● PROBLEM TO SOLVE
Scan the entries below for the word "rock", then copy each line that holds it.
____
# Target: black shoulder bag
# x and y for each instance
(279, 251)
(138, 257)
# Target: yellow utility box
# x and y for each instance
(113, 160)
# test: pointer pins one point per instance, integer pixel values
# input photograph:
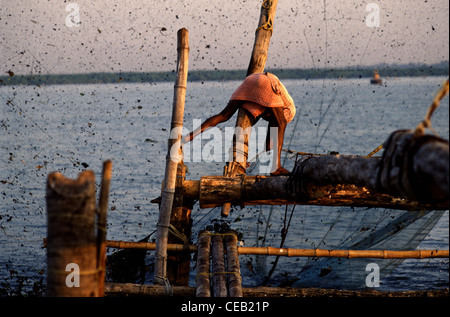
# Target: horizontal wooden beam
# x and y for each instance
(214, 191)
(291, 252)
(126, 289)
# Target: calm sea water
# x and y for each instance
(66, 128)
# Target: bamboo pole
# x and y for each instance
(218, 267)
(168, 191)
(71, 242)
(349, 254)
(178, 264)
(263, 35)
(213, 191)
(233, 267)
(244, 122)
(102, 210)
(203, 287)
(125, 289)
(293, 252)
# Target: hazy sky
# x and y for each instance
(140, 35)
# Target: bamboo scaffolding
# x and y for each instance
(234, 272)
(293, 252)
(168, 191)
(203, 288)
(102, 209)
(218, 267)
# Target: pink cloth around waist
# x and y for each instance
(265, 89)
(255, 109)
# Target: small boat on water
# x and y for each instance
(376, 80)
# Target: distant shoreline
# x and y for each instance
(223, 75)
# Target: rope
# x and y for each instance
(182, 237)
(213, 273)
(426, 123)
(268, 26)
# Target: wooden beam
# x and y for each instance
(168, 191)
(413, 174)
(127, 289)
(212, 191)
(71, 241)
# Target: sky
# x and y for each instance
(82, 36)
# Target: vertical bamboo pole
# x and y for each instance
(168, 191)
(101, 224)
(203, 287)
(234, 280)
(262, 37)
(218, 267)
(179, 263)
(244, 121)
(71, 242)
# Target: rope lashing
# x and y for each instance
(426, 123)
(268, 26)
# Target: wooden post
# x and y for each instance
(262, 37)
(203, 287)
(178, 264)
(101, 224)
(218, 267)
(234, 280)
(168, 191)
(71, 245)
(244, 121)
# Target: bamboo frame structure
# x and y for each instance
(234, 278)
(102, 209)
(115, 289)
(218, 267)
(168, 191)
(293, 252)
(243, 122)
(203, 263)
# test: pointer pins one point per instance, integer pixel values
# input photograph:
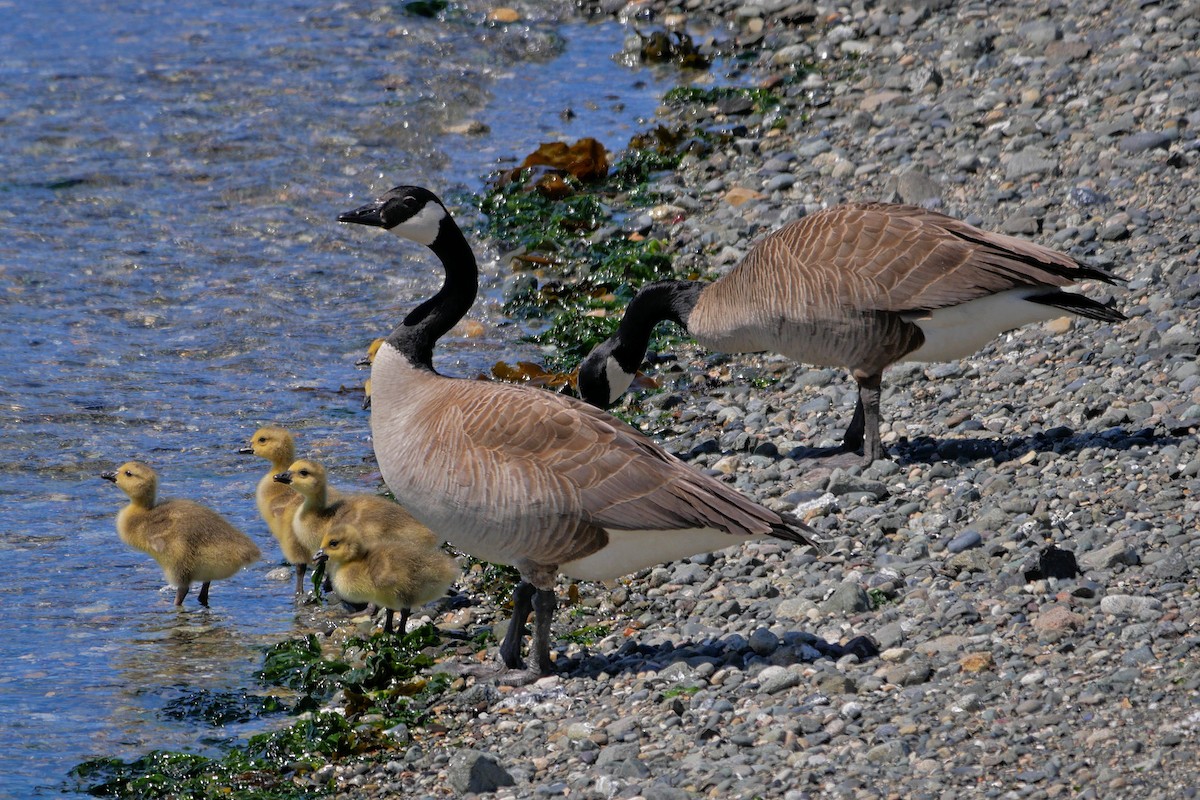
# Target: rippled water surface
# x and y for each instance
(172, 276)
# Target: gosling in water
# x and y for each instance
(395, 573)
(276, 501)
(190, 542)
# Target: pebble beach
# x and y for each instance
(1025, 564)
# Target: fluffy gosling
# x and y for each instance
(276, 501)
(366, 362)
(323, 509)
(396, 573)
(190, 542)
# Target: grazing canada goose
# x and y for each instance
(276, 501)
(859, 286)
(395, 573)
(523, 476)
(322, 511)
(190, 542)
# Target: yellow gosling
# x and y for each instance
(191, 542)
(324, 509)
(276, 501)
(366, 362)
(395, 573)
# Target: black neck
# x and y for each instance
(665, 301)
(433, 318)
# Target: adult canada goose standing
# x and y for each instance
(276, 501)
(191, 542)
(397, 573)
(523, 476)
(859, 286)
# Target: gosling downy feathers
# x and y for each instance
(859, 286)
(395, 573)
(191, 542)
(276, 501)
(366, 362)
(321, 511)
(523, 476)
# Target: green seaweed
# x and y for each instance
(217, 709)
(588, 633)
(762, 100)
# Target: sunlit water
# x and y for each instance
(172, 276)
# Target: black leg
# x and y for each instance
(544, 605)
(869, 401)
(853, 438)
(522, 603)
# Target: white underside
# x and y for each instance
(629, 551)
(618, 379)
(957, 331)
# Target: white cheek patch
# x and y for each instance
(423, 227)
(618, 379)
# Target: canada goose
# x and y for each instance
(859, 286)
(276, 501)
(366, 362)
(523, 476)
(394, 573)
(190, 542)
(321, 511)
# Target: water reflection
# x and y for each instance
(172, 277)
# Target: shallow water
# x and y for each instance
(172, 276)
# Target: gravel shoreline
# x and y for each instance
(1074, 125)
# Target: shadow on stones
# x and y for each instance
(1060, 440)
(732, 651)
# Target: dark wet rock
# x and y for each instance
(474, 771)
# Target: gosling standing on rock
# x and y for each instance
(395, 573)
(276, 501)
(321, 510)
(190, 542)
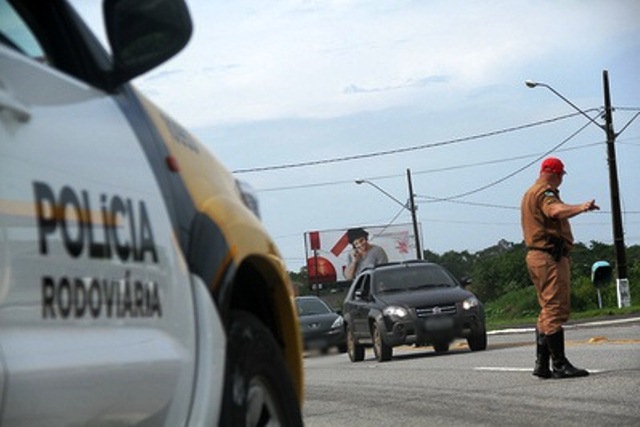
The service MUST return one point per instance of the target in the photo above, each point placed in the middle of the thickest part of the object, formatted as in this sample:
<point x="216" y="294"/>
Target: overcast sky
<point x="369" y="89"/>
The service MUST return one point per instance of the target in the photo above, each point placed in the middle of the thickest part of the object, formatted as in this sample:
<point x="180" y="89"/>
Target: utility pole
<point x="412" y="204"/>
<point x="622" y="281"/>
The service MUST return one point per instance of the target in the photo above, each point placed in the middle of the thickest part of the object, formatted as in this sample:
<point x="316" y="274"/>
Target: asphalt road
<point x="489" y="388"/>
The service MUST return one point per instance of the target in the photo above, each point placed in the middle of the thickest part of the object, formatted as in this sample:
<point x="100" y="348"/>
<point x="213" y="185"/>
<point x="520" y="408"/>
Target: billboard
<point x="327" y="251"/>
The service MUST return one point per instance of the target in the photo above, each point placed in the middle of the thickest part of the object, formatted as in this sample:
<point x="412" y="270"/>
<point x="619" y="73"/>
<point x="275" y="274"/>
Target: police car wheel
<point x="257" y="387"/>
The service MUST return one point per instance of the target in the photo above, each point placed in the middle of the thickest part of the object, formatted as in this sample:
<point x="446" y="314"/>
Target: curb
<point x="585" y="324"/>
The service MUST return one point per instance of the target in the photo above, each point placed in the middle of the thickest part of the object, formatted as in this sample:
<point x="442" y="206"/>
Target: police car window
<point x="15" y="34"/>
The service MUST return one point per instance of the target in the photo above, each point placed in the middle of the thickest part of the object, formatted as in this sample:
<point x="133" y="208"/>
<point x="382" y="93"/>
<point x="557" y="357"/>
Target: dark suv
<point x="413" y="302"/>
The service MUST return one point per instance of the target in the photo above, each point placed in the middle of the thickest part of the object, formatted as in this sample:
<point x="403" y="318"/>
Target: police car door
<point x="96" y="316"/>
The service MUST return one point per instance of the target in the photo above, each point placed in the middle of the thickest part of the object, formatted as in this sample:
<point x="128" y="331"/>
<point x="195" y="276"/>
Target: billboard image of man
<point x="364" y="254"/>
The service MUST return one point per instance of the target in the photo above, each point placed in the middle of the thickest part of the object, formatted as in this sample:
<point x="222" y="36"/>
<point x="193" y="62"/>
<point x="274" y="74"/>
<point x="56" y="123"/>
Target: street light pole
<point x="622" y="282"/>
<point x="412" y="208"/>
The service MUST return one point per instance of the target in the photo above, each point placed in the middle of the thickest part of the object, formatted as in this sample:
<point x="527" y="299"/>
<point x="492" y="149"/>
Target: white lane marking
<point x="508" y="369"/>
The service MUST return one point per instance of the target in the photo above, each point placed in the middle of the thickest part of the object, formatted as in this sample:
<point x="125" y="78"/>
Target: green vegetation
<point x="499" y="278"/>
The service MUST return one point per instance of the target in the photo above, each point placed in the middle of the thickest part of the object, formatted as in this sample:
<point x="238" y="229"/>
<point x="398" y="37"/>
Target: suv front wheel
<point x="355" y="351"/>
<point x="382" y="351"/>
<point x="478" y="341"/>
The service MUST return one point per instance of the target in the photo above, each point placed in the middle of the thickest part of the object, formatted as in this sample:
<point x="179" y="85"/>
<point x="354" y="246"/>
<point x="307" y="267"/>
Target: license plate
<point x="439" y="323"/>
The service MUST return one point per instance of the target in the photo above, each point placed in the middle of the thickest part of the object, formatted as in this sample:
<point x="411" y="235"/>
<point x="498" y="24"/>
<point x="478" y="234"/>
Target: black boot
<point x="562" y="368"/>
<point x="542" y="357"/>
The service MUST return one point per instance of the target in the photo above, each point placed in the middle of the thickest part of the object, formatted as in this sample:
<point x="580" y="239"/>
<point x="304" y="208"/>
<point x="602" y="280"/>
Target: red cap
<point x="553" y="165"/>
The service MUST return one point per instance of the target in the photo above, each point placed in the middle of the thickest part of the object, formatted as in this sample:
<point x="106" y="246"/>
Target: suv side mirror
<point x="465" y="281"/>
<point x="142" y="35"/>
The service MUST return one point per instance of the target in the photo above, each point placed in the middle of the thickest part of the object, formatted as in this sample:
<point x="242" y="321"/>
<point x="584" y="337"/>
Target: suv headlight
<point x="470" y="302"/>
<point x="395" y="311"/>
<point x="337" y="323"/>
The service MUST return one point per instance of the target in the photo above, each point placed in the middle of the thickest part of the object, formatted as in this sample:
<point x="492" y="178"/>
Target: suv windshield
<point x="308" y="307"/>
<point x="412" y="278"/>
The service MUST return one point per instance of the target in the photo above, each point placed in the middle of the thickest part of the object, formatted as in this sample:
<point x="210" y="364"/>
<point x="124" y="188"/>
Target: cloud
<point x="410" y="83"/>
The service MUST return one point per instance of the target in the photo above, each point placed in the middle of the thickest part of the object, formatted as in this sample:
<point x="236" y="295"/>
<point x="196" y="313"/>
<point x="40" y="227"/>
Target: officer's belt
<point x="550" y="251"/>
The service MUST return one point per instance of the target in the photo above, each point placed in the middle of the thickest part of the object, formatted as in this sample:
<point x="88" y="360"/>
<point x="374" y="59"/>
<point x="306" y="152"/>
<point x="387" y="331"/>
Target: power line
<point x="408" y="149"/>
<point x="422" y="172"/>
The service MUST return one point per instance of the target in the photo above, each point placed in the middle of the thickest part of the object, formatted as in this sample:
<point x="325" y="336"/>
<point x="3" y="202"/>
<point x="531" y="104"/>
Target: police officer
<point x="547" y="234"/>
<point x="364" y="254"/>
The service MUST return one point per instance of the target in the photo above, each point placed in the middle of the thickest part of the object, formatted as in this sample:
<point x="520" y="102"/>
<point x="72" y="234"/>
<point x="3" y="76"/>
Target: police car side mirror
<point x="144" y="34"/>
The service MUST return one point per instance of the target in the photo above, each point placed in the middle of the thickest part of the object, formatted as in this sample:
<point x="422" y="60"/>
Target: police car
<point x="136" y="286"/>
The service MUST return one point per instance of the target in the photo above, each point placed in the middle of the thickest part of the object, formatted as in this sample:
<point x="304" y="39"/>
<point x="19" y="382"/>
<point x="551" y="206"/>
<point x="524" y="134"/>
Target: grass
<point x="500" y="323"/>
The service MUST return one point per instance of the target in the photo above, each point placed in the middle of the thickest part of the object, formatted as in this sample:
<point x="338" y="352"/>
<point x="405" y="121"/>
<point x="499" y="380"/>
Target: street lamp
<point x="622" y="282"/>
<point x="411" y="208"/>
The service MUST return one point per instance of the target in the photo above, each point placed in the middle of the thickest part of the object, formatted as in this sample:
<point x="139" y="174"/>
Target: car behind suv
<point x="416" y="302"/>
<point x="321" y="327"/>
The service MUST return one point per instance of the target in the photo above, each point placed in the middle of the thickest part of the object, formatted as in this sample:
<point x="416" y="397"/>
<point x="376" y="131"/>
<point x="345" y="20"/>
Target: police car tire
<point x="257" y="384"/>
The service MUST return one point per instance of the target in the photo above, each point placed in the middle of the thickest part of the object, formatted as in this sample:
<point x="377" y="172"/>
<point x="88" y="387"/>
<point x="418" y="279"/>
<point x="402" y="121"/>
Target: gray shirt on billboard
<point x="374" y="256"/>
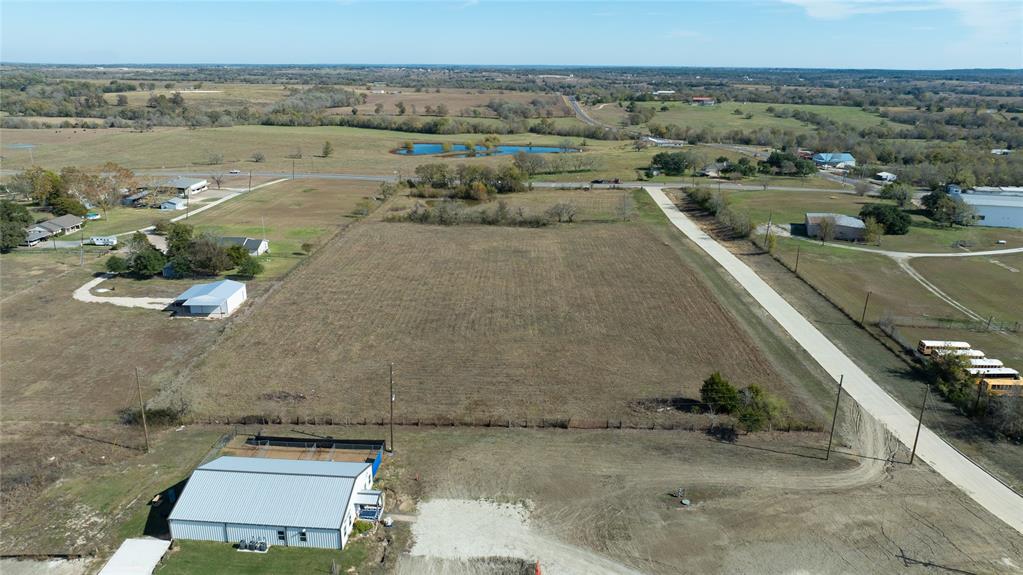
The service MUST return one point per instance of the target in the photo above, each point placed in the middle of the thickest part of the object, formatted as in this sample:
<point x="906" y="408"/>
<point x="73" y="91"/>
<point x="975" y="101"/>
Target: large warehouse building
<point x="303" y="503"/>
<point x="995" y="207"/>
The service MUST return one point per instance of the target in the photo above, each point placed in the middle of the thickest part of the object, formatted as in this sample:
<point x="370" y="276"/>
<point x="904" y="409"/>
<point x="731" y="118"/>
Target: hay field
<point x="583" y="320"/>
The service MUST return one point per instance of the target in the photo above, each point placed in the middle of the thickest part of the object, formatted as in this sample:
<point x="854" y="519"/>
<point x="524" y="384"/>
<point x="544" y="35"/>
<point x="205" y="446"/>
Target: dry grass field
<point x="583" y="320"/>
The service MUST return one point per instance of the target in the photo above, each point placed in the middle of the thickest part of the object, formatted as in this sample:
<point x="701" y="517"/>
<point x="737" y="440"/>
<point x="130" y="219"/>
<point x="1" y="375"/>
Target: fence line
<point x="471" y="422"/>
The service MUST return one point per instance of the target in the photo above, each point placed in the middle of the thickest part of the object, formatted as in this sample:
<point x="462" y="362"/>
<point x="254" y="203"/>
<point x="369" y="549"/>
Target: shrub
<point x="116" y="264"/>
<point x="718" y="394"/>
<point x="895" y="221"/>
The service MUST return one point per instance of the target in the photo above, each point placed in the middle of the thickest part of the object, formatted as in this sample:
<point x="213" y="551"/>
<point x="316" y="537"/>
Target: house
<point x="995" y="206"/>
<point x="135" y="200"/>
<point x="835" y="160"/>
<point x="218" y="299"/>
<point x="846" y="227"/>
<point x="252" y="246"/>
<point x="174" y="204"/>
<point x="34" y="235"/>
<point x="184" y="186"/>
<point x="290" y="502"/>
<point x="58" y="226"/>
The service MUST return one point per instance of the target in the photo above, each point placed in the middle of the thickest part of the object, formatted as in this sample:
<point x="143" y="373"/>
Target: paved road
<point x="583" y="116"/>
<point x="975" y="482"/>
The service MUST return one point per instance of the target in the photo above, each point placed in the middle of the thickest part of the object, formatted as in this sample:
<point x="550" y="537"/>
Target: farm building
<point x="293" y="502"/>
<point x="57" y="226"/>
<point x="135" y="200"/>
<point x="174" y="204"/>
<point x="995" y="207"/>
<point x="218" y="299"/>
<point x="846" y="227"/>
<point x="253" y="247"/>
<point x="835" y="159"/>
<point x="184" y="186"/>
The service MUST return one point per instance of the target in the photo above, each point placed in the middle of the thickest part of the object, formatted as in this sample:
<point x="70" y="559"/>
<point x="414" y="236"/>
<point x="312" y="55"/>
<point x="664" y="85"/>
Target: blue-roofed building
<point x="291" y="502"/>
<point x="843" y="227"/>
<point x="835" y="159"/>
<point x="218" y="299"/>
____
● RESPONSE TO THIS TASK
# Target: dark wet rock
# Target: gosling standing on rock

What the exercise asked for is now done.